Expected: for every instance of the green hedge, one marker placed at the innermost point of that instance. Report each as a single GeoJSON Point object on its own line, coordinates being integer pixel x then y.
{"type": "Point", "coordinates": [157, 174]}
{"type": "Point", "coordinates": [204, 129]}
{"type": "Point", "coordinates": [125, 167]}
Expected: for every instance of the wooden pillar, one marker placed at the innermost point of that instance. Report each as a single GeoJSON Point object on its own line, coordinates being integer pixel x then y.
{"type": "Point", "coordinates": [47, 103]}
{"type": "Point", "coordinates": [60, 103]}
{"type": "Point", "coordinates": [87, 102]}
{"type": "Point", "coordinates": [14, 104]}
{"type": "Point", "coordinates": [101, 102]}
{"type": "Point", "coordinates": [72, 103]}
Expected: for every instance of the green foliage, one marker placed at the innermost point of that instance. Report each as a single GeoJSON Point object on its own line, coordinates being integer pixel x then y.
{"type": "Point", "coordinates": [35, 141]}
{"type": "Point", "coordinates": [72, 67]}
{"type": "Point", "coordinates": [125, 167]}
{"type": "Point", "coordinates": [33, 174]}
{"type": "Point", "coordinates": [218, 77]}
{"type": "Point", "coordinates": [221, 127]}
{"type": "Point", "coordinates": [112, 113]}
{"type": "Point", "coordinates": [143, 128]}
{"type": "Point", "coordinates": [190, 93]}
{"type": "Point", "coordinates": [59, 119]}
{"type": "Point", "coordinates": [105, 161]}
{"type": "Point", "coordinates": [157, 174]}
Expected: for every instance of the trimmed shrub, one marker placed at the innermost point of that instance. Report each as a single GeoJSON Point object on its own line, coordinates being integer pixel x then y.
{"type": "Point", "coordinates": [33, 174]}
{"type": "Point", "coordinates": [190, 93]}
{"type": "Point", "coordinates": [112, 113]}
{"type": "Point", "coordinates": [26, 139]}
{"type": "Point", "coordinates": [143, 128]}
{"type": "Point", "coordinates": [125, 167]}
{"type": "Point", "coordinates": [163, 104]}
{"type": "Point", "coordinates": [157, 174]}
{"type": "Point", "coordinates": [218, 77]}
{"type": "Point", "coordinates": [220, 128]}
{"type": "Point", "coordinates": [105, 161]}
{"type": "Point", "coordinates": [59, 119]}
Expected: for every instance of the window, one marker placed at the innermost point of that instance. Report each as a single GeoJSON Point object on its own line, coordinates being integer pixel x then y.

☆ ☆ ☆ ☆ ☆

Prompt:
Your task is to repeat each line of the material exactly.

Exercise output:
Expected: for every instance of the green hedge, one marker placed at the innermost point of that instance. Report each as a single GeoJSON Point object on its own line, coordinates being integer pixel x then y.
{"type": "Point", "coordinates": [157, 174]}
{"type": "Point", "coordinates": [204, 129]}
{"type": "Point", "coordinates": [125, 167]}
Expected: for every instance of the wooden pillar, one marker placed at the innermost point of that instance. Report each as a single GeoJSON Point object on its own line, coordinates being integer pixel x then y.
{"type": "Point", "coordinates": [47, 103]}
{"type": "Point", "coordinates": [60, 103]}
{"type": "Point", "coordinates": [87, 102]}
{"type": "Point", "coordinates": [14, 104]}
{"type": "Point", "coordinates": [101, 102]}
{"type": "Point", "coordinates": [72, 103]}
Expected: for every instance of the green foliage, one marker placed at the innermost point of that instance. Report each as a single GeoJSON Point object on its own line, coordinates being integer pixel x then y.
{"type": "Point", "coordinates": [35, 141]}
{"type": "Point", "coordinates": [72, 67]}
{"type": "Point", "coordinates": [125, 167]}
{"type": "Point", "coordinates": [33, 174]}
{"type": "Point", "coordinates": [218, 77]}
{"type": "Point", "coordinates": [221, 127]}
{"type": "Point", "coordinates": [112, 113]}
{"type": "Point", "coordinates": [143, 128]}
{"type": "Point", "coordinates": [190, 93]}
{"type": "Point", "coordinates": [59, 119]}
{"type": "Point", "coordinates": [105, 161]}
{"type": "Point", "coordinates": [157, 174]}
Expected: for every instance of the trimmed shrub, one marker placed at the innermost point of that instance. Report each as a single GeoJSON Point object on its own line, coordinates being integer pixel x then y.
{"type": "Point", "coordinates": [33, 174]}
{"type": "Point", "coordinates": [190, 93]}
{"type": "Point", "coordinates": [112, 113]}
{"type": "Point", "coordinates": [26, 139]}
{"type": "Point", "coordinates": [143, 128]}
{"type": "Point", "coordinates": [125, 167]}
{"type": "Point", "coordinates": [163, 104]}
{"type": "Point", "coordinates": [157, 174]}
{"type": "Point", "coordinates": [218, 77]}
{"type": "Point", "coordinates": [220, 128]}
{"type": "Point", "coordinates": [105, 161]}
{"type": "Point", "coordinates": [59, 119]}
Expected: for every instance of the window, one marker placed at the innermost point of that instance. Report each as a single GeoJSON Point object on its own line, coordinates being integer pixel x then y.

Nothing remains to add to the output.